> [WHAT YOU NEED TO DO] Give the lines of the items below as a Markdown table with two columns, Row and Line. Start at the line containing "gateway for disaster-response mapping.", end at the line containing "[416,18,577,302]", include both, and leave out blank lines.

> [INFORMATION SHOWN]
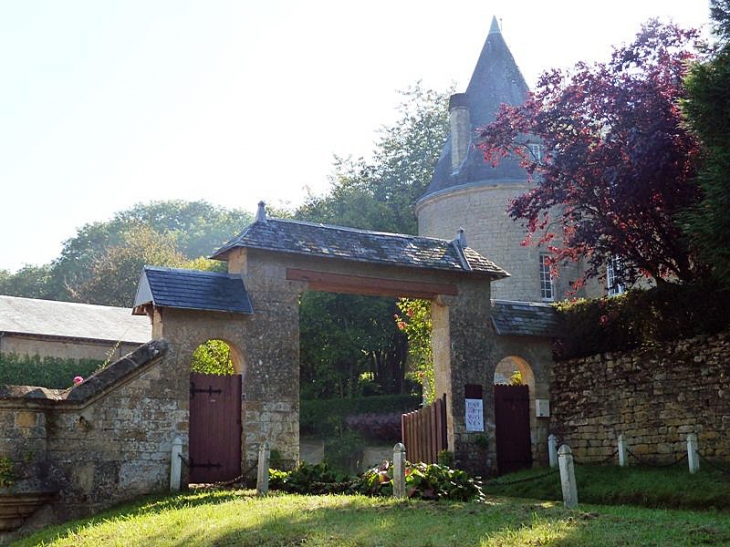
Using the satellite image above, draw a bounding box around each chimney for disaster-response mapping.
[449,93,471,172]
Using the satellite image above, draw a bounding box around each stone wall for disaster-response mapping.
[551,332,730,463]
[0,332,139,361]
[0,341,182,536]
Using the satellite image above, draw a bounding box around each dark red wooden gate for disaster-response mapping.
[190,373,241,483]
[494,385,532,474]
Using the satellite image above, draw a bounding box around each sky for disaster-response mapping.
[0,0,709,271]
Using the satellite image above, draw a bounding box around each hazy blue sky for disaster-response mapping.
[0,0,709,270]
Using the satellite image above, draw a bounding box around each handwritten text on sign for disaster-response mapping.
[465,399,484,431]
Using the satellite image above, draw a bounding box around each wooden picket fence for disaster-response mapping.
[401,394,447,463]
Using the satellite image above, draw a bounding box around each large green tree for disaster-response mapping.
[682,0,730,288]
[295,84,448,396]
[295,83,449,234]
[0,200,251,306]
[53,200,251,304]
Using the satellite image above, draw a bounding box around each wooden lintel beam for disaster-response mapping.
[286,268,457,298]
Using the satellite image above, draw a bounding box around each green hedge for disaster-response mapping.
[553,284,730,361]
[0,353,104,389]
[299,395,421,437]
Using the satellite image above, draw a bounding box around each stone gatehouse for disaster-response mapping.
[0,204,549,536]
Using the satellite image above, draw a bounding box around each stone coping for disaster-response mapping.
[0,340,169,405]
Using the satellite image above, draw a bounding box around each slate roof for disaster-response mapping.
[0,296,152,344]
[492,300,560,337]
[212,212,509,279]
[421,18,529,199]
[134,266,253,315]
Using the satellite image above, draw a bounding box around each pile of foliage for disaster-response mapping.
[269,462,484,501]
[553,283,730,361]
[0,353,104,389]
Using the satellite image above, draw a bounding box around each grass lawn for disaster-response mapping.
[13,490,730,547]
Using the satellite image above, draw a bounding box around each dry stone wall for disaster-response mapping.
[551,332,730,464]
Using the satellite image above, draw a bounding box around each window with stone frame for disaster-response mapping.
[606,257,626,296]
[540,254,555,302]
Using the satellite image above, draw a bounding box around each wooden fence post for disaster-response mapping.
[558,444,578,509]
[548,433,558,467]
[170,437,182,492]
[618,433,629,467]
[687,433,700,474]
[256,441,269,494]
[393,443,406,498]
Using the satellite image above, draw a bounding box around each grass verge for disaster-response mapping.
[8,490,730,547]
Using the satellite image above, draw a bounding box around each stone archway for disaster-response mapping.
[494,355,537,473]
[135,207,507,480]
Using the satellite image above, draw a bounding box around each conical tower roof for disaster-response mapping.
[421,17,529,200]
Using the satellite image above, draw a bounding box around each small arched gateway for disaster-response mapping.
[491,300,558,473]
[135,203,509,482]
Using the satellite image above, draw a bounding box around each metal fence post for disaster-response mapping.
[393,443,406,498]
[558,444,578,509]
[256,442,269,494]
[618,433,629,467]
[548,433,558,467]
[687,433,700,473]
[170,437,182,492]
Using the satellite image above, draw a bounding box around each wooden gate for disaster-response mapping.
[401,395,447,463]
[190,373,241,483]
[494,385,532,474]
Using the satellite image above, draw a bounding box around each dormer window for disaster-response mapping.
[540,254,555,302]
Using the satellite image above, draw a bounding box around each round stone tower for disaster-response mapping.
[416,18,577,302]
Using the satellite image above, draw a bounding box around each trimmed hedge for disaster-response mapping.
[0,353,104,389]
[553,283,730,361]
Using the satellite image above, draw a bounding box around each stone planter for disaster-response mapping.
[0,492,56,532]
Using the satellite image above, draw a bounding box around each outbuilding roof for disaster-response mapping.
[134,266,253,315]
[492,300,559,338]
[0,296,152,344]
[212,208,509,279]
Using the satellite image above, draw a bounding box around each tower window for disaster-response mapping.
[527,143,542,161]
[606,257,626,296]
[540,254,555,302]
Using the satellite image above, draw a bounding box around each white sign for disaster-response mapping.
[466,399,484,431]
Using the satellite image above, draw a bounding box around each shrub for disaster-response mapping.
[269,462,484,501]
[269,463,352,495]
[553,283,730,361]
[0,353,104,389]
[353,462,484,501]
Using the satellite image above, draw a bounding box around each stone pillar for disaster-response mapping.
[432,279,497,475]
[170,437,182,492]
[256,443,270,495]
[548,434,558,467]
[618,433,629,467]
[393,443,406,498]
[687,433,700,474]
[558,444,578,509]
[240,252,303,469]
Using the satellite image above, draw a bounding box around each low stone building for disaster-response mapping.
[0,295,152,361]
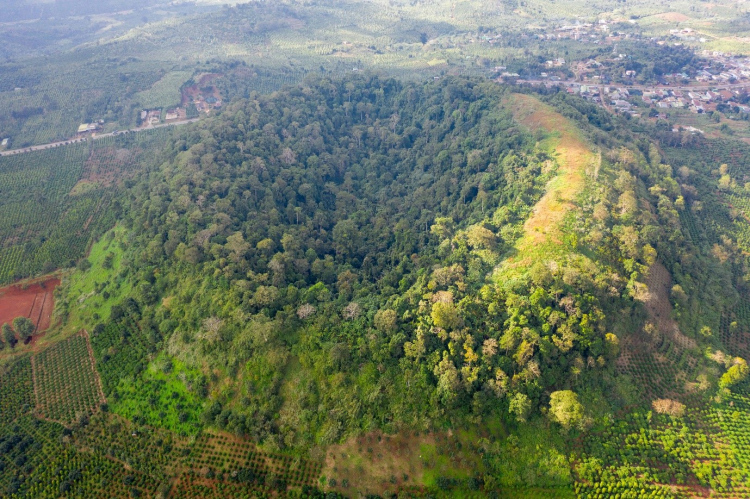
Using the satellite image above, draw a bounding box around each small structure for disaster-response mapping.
[78,123,99,134]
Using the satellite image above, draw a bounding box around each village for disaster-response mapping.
[495,20,750,121]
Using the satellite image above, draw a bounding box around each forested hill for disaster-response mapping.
[55,77,656,447]
[39,75,747,496]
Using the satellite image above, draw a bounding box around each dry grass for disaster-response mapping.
[323,432,435,494]
[645,262,698,350]
[508,94,598,255]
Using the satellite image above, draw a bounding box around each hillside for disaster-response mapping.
[0,75,750,497]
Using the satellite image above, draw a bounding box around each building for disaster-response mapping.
[78,123,99,133]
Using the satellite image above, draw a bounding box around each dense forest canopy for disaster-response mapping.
[50,76,674,456]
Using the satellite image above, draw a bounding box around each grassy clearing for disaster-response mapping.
[135,71,192,109]
[65,227,131,331]
[110,355,203,435]
[508,94,599,261]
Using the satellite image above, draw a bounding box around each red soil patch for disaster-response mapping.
[0,277,60,332]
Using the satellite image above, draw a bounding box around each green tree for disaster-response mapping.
[549,390,584,428]
[375,309,397,333]
[2,324,18,348]
[508,392,531,423]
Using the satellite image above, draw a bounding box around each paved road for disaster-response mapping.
[0,118,200,157]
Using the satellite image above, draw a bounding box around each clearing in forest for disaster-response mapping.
[0,277,60,332]
[31,332,106,424]
[508,94,599,257]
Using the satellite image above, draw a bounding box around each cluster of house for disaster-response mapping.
[536,19,611,40]
[141,109,161,126]
[567,84,750,116]
[642,89,750,113]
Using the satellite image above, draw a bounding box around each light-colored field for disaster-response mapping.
[508,94,599,256]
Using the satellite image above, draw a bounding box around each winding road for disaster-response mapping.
[0,118,200,157]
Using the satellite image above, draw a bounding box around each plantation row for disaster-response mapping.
[34,335,104,424]
[575,396,750,498]
[0,417,158,499]
[0,357,34,428]
[0,128,172,284]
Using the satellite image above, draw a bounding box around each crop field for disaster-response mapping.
[134,71,192,109]
[0,277,60,332]
[0,357,34,427]
[32,333,106,424]
[0,128,172,288]
[0,417,159,499]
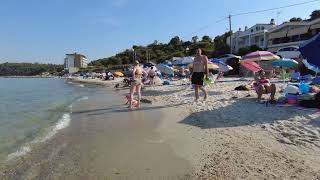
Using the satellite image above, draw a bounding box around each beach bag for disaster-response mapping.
[234,85,250,91]
[298,93,315,101]
[299,100,320,108]
[299,82,311,94]
[312,77,320,84]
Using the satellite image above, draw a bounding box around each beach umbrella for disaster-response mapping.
[302,59,320,73]
[240,62,262,73]
[272,59,299,68]
[240,51,280,63]
[172,57,193,66]
[113,72,124,77]
[211,59,233,72]
[188,62,219,70]
[299,33,320,67]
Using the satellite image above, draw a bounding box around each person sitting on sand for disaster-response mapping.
[253,70,276,103]
[190,48,209,101]
[129,61,146,108]
[290,69,301,82]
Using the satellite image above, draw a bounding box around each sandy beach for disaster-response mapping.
[145,78,320,179]
[0,78,320,179]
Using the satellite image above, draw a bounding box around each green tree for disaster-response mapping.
[192,36,199,43]
[201,36,212,42]
[169,36,182,47]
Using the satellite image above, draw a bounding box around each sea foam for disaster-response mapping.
[7,113,71,161]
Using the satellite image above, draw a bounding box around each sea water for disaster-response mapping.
[0,78,95,164]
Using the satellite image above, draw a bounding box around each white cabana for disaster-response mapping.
[172,57,194,66]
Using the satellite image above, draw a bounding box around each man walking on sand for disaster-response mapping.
[190,48,209,101]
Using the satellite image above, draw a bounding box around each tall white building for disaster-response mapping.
[227,19,275,53]
[268,18,320,52]
[64,53,88,73]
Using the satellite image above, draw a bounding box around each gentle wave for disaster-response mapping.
[7,113,71,161]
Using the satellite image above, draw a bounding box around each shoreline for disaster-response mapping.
[0,78,320,179]
[0,86,193,179]
[63,77,123,86]
[0,76,62,79]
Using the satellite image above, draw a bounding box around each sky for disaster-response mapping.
[0,0,320,64]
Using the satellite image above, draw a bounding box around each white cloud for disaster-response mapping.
[98,17,121,27]
[111,0,128,7]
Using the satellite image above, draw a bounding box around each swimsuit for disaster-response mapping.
[131,69,142,86]
[191,72,204,86]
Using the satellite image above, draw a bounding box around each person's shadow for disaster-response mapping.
[180,98,319,129]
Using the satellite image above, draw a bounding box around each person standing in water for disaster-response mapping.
[129,61,145,109]
[190,48,209,101]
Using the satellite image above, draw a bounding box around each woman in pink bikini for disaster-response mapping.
[129,61,146,109]
[253,70,276,103]
[190,48,209,101]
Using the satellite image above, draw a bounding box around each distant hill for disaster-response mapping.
[0,63,64,76]
[89,33,229,66]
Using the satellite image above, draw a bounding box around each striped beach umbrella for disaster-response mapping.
[188,61,219,70]
[240,51,280,63]
[272,59,299,68]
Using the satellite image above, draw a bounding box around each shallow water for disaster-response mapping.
[0,85,192,179]
[0,78,95,164]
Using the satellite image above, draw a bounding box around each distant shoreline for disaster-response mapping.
[0,76,60,78]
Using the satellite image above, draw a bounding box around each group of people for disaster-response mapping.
[129,48,276,108]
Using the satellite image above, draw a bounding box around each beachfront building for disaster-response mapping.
[267,18,320,52]
[227,19,276,53]
[64,53,88,73]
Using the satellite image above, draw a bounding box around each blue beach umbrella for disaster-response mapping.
[210,58,233,72]
[272,59,299,68]
[299,33,320,67]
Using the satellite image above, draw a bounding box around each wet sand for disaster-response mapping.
[0,89,193,179]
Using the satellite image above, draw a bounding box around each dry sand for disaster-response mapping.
[144,79,320,179]
[0,79,320,179]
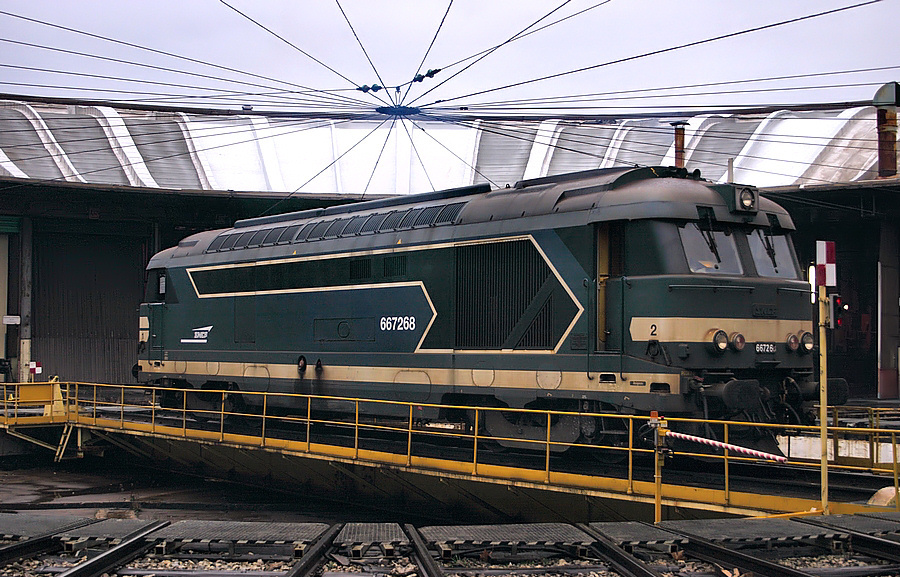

> [COMPLETE ANSWER]
| Row | Line |
|---|---|
| 1 | Using the satellite image above, draw a bounding box around each small arched gateway for disaster-response mapping. |
| 2 | [491,300,558,473] |
| 3 | [135,203,509,482] |
| 4 | Using the satellite image above, draw a bounding box around each metal fence post for disaster-response mapping. |
| 5 | [393,443,406,498] |
| 6 | [558,444,578,509] |
| 7 | [256,442,269,494] |
| 8 | [618,433,629,467] |
| 9 | [548,433,558,467] |
| 10 | [687,433,700,473] |
| 11 | [170,437,182,492] |
| 12 | Using the satellite image above, draw a bounding box around each wooden gate for disaster-response mapping. |
| 13 | [401,395,447,463] |
| 14 | [190,373,241,483] |
| 15 | [494,385,532,474] |
| 16 | Using the satellite image above, draw a bounding box around each dormer window for disaster-response mapping. |
| 17 | [540,254,555,302] |
| 18 | Using the satellite image above, draw a bounding box around each round stone tower for disaster-response mapping. |
| 19 | [416,18,577,302] |